Soal Latihan 1 ▸
Tampilkan tanpa perubahan bagian kutipan teks tentang stimulus OJK bagi perbankan, mulai dari "Dalam peraturan OJK" dan terus sampai "pemerintah ialah 20%.".
Soal Latihan 2 ▸
Menurut kutipan teks tentang peraturan OJK, berapa bobot risiko untuk kredit pemilikan rumah subsidi yang masuk program pemerintah?

Kutipan Teks ▸
^^^^

KALANGAN perbankan berancang-ancang memacu gelontoran kredit mereka setelah terbitnya beleid pelonggaran dari Otoritas Jasa Keuangan (OJK). Namun, stimulus tersebut harus dibarengi hal lain agar efektif.
Akhir pekan lalu, regulator perbankan itu merilis Peraturan OJK No 11/POJK.03/2015 tentang Ketentuan Kehati-hatian dalam Rangka Stimulus Perekonomian Nasional bagi Bank Umum. Peraturan tersebut diterbitkan antara lain untuk mendorong kredit konsumsi dan kredit UMKM di tengah kelesuan perekonomian nasional sekarang ini.
Dalam peraturan OJK itu, misalnya, bobot risiko untuk kredit beragunan rumah tinggal digeneralisasi menjadi minimal 35%. Bahkan, bobot risiko kredit pemilikan rumah subsidi yang masuk program pemerintah ialah 20%.

^^^^

Data Tersedia ▸
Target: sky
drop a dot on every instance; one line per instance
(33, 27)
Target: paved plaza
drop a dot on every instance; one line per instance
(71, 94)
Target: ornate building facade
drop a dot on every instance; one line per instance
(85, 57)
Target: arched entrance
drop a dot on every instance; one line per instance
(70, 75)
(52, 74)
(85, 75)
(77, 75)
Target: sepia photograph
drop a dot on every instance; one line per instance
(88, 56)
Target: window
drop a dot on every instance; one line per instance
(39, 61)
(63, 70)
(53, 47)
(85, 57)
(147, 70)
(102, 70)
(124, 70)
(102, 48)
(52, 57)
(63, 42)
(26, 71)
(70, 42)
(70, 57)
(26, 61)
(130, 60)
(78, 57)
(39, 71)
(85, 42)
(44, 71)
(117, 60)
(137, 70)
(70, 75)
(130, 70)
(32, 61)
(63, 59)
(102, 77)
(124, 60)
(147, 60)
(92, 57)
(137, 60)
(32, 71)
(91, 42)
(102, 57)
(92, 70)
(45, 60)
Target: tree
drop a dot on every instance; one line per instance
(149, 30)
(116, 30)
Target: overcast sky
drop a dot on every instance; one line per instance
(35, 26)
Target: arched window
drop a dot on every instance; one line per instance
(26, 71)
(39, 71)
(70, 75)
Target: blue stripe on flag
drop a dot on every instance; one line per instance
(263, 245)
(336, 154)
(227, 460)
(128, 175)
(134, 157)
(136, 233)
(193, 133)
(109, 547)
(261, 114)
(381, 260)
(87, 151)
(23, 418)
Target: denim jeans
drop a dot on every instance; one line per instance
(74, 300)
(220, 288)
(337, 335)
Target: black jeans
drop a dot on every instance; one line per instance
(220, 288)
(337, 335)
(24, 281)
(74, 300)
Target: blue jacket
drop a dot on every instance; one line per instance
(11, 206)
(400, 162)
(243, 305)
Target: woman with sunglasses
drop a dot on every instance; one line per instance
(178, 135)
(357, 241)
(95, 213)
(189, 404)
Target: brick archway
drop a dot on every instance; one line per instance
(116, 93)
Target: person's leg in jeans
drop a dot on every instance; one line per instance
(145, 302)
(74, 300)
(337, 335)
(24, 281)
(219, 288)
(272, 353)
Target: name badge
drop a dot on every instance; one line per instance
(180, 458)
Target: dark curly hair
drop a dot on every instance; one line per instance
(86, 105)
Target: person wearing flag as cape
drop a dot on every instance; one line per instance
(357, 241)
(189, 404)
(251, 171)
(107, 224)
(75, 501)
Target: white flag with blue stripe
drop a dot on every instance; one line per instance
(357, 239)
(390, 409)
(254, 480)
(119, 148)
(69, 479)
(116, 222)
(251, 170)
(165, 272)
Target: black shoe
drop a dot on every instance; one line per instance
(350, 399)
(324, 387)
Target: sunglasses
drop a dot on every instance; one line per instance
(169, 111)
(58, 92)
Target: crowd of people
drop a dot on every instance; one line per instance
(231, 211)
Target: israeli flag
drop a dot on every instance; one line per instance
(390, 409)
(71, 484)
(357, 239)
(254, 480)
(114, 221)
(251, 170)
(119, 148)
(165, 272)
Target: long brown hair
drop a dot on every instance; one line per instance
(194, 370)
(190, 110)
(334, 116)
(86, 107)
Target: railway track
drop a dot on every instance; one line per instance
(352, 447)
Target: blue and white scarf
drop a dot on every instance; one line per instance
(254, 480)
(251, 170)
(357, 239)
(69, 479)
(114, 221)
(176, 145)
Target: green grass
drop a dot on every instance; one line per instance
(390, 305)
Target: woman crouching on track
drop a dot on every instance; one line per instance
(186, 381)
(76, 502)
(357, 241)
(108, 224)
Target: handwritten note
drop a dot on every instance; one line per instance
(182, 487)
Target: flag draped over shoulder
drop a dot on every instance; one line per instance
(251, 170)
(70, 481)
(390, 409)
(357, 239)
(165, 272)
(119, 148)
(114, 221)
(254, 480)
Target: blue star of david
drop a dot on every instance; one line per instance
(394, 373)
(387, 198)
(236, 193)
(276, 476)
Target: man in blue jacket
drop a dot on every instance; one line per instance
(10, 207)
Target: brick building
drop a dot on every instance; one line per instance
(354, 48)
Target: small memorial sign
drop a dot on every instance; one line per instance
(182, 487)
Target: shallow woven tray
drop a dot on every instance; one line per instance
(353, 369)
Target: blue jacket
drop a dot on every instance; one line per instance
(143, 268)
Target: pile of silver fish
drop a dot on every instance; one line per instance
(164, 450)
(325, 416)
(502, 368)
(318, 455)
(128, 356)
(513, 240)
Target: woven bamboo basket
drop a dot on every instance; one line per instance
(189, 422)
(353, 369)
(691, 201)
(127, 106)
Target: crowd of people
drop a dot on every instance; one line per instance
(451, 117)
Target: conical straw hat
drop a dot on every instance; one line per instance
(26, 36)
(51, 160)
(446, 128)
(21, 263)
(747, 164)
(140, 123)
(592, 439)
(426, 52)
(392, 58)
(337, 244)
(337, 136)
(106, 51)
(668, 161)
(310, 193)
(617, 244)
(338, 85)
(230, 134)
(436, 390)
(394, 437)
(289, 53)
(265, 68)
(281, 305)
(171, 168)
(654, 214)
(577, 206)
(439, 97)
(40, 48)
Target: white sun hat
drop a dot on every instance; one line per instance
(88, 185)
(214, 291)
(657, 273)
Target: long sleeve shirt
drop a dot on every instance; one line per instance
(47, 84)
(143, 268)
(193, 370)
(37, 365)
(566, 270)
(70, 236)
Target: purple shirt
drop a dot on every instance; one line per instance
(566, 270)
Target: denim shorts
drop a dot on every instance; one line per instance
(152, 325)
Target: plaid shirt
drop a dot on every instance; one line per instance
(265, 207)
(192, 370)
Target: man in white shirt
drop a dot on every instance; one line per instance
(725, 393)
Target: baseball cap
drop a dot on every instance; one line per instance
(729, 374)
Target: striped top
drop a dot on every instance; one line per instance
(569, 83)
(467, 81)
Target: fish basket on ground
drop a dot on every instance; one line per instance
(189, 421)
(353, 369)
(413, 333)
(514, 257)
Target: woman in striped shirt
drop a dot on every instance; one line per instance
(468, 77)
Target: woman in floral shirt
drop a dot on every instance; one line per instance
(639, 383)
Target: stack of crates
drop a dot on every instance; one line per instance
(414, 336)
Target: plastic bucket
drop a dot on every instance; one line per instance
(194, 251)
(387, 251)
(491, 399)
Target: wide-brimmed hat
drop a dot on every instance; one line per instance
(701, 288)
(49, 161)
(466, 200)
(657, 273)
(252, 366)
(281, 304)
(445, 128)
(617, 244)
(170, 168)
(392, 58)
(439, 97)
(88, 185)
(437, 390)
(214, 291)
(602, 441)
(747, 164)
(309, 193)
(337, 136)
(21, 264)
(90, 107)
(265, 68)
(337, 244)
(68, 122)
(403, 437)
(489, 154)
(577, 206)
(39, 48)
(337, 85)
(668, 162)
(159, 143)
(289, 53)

^^^^

Jawaban Benar 1 ▸
Dalam peraturan OJK itu, misalnya, bobot risiko untuk kredit beragunan rumah tinggal digeneralisasi menjadi minimal 35%. Bahkan, bobot risiko kredit pemilikan rumah subsidi yang masuk program pemerintah ialah 20%.

Jawaban Benar 2 ▸
Bobot risikonya 20%.